### TASK GOAL
In the entries below, find each line bearing the string "target" and copy it.

### INFORMATION SHOWN
+ + + +

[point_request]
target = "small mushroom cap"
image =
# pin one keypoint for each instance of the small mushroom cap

+ + + +

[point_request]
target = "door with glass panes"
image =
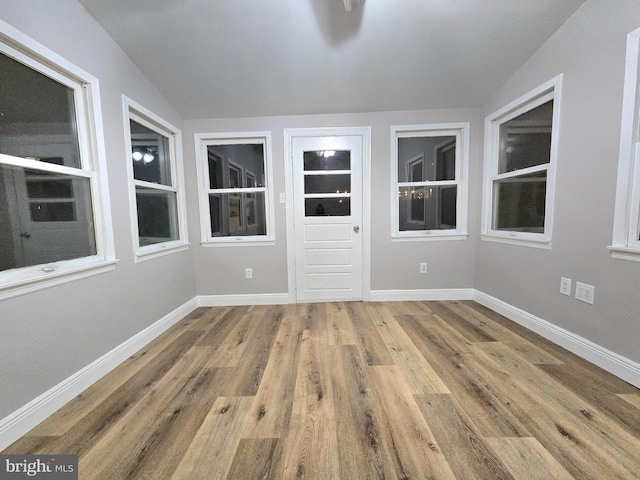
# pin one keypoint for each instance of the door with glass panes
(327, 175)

+ + + +

### RESULT OF THIS TASK
target = "small mushroom cap"
target = "door with glass panes"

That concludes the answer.